:: EXTRAIT CHOISI

Ces facteurs rendent la survie des startups aussi incertaine que leur capacité à innover. Trop souvent, elles échouent par manque de recherche sectorielle, de modèle économique robuste ou de compréhension fine des besoins pédagogiques. Le marché impose une forme de « dictature du réel » : un écosystème éducatif encore trop éloigné des usages de terrain, trop normé pour l’agilité entrepreneuriale et trop volatile pour une fidélisation durable.

Cette situation révèle une tension structurelle : comment marier les attentes nationales, souveraineté, régulation, protection des données, avec l’impulsion indépendante du secteur privé, qui innove plus vite mais sans toujours répondre aux exigences de l’Éducation nationale ? Une étude récente menée par la Banque des Territoires et EY‑Parthenon souligne cette complexité : les collaborations public‑privé restent marginales, malgré une volonté affichée de structurer la filière. Les collectivités territoriales, bien que souvent moteurs d’innovation, manquent de leviers pour intégrer durablement les solutions EdTech dans les politiques éducatives.

Avantage écologique et responsabilité civique

L’introduction d’un modèle OaaS dans l’EdTech ne peut se limiter à des considérations économiques ou techniques : elle engage des choix moraux et civiques qui relèvent directement de la mission enseignante. Les enseignants, par vocation et par mandat social, portent une exigence éthique qui dépasse la simple efficacité instrumentale : ils sont garants de la formation de citoyens capables de juger, de peser les conséquences de leurs actes et de participer à la vie collective. Inscrire OaaS dans une perspective écologique, c’est donc d’abord reconnaître que la transition technologique doit être subordonnée à des finalités éducatives et environnementales explicites, et non guidée uniquement par des logiques de marché ou d’optimisation de court terme.

::::
:: DONNÉES

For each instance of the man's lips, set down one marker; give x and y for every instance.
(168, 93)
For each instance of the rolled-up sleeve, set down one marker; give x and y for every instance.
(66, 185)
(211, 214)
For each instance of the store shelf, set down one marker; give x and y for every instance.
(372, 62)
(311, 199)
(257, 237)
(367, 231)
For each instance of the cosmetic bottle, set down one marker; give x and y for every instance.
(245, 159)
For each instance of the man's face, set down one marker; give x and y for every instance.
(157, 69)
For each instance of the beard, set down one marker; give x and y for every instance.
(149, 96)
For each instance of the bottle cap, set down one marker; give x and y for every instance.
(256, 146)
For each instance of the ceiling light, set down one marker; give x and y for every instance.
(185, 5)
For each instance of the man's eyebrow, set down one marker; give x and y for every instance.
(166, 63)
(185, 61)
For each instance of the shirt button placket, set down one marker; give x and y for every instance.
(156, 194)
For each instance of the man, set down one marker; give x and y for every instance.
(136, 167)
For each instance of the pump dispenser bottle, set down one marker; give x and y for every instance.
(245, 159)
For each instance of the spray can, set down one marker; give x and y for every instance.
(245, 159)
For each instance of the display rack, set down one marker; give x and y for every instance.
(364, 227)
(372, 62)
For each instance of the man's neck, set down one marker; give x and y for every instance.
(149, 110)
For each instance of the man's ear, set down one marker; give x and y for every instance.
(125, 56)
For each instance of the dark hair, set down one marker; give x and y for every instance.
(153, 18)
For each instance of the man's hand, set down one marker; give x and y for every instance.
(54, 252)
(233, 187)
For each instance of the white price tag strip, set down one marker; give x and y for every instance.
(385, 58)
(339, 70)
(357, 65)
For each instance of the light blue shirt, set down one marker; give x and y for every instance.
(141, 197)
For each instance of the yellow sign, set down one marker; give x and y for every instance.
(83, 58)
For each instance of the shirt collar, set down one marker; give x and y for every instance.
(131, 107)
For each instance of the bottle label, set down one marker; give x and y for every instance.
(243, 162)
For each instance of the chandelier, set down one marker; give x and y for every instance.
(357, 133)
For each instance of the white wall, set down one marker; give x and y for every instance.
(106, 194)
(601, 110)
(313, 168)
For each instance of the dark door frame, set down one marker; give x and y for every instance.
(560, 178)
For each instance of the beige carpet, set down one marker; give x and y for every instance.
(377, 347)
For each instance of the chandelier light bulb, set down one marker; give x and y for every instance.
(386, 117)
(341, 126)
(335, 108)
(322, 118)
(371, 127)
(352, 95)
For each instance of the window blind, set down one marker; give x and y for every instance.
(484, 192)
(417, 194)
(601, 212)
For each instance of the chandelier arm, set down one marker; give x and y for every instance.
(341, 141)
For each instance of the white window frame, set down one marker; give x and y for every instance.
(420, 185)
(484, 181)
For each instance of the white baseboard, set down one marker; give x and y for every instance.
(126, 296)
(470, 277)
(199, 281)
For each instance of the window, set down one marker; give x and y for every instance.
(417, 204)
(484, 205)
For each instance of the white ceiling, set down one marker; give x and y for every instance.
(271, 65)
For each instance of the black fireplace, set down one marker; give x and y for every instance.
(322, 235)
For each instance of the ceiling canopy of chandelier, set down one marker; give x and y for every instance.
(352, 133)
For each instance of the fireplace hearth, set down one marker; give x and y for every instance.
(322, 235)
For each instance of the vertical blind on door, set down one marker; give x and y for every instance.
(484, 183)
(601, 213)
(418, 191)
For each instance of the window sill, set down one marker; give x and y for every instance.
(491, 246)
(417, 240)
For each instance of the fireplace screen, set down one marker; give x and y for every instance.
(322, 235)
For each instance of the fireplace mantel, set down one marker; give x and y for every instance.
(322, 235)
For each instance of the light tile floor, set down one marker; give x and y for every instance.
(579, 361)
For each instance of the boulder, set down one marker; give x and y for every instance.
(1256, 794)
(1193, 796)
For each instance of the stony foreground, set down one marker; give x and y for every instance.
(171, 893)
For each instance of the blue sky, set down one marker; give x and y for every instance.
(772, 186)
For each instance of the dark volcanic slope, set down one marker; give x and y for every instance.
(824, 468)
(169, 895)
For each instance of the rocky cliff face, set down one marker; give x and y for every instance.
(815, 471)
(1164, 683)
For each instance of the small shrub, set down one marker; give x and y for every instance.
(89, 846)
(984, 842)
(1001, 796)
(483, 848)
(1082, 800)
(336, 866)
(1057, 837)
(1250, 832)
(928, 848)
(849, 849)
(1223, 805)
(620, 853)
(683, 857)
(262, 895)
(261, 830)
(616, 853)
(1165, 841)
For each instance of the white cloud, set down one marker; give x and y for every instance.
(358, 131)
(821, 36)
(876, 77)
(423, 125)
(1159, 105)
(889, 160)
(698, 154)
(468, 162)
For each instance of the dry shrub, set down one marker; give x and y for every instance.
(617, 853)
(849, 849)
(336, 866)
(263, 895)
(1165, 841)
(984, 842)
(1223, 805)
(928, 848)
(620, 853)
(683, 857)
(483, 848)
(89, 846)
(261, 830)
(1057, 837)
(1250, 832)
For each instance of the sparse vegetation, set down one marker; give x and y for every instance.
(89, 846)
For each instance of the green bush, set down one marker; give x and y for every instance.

::::

> [À FAIRE]
1 - Dans les entrées, de la ligne qui contient « For each instance of the dark volcanic » jusqu'à celle qui contient « (1164, 683) », ces deux lignes comprises, multipliez par 2,05 chaque coordonnée x et y, puis arrondissez à l'entier le plus proche (les demis vers le haut). Recopiez uniquement ces lignes, y compris celles qui n'ont pas de coordonnées.
2 - Poursuivez l'extrait sur l'EdTech en reprenant juste après sa dernière phrase.
L'extrait sur l'EdTech et les entrées ne viennent pas de la même source.

> [RÉPONSES PAR TÂCHE]
1 -
For each instance of the dark volcanic slope, set down one marker; give x and y for every instance.
(1689, 959)
(346, 1835)
For each instance of the rocky cliff face, set down one marker; give x and y for every instance.
(1671, 966)
(2386, 1400)

2 -
Concrètement, cela implique que les équipes pédagogiques et les directions d’établissement soient parties prenantes de la définition des indicateurs de sobriété et de qualité : kWh par output, kgCO₂e par session, taux de réutilisation des ressources et ratio bénéfice pédagogique/empreinte environnementale. Ces indicateurs doivent être intégrés aux cahiers des charges lors des appels d’offres et des partenariats EdTech, afin que la commande publique favorise les solutions qui démontrent une efficacité pédagogique réelle tout en minimisant leur empreinte. Les enseignants, formés et consultés, peuvent alors exercer un rôle de veille et d’évaluation, signaler les usages excessifs, proposer des scénarios pédagogiques moins énergivores (regroupement des traitements, réutilisation des outputs, alternance numérique/présentiel) et défendre des pratiques qui privilégient la profondeur d’apprentissage sur la multiplication d’interactions numériques superficielles.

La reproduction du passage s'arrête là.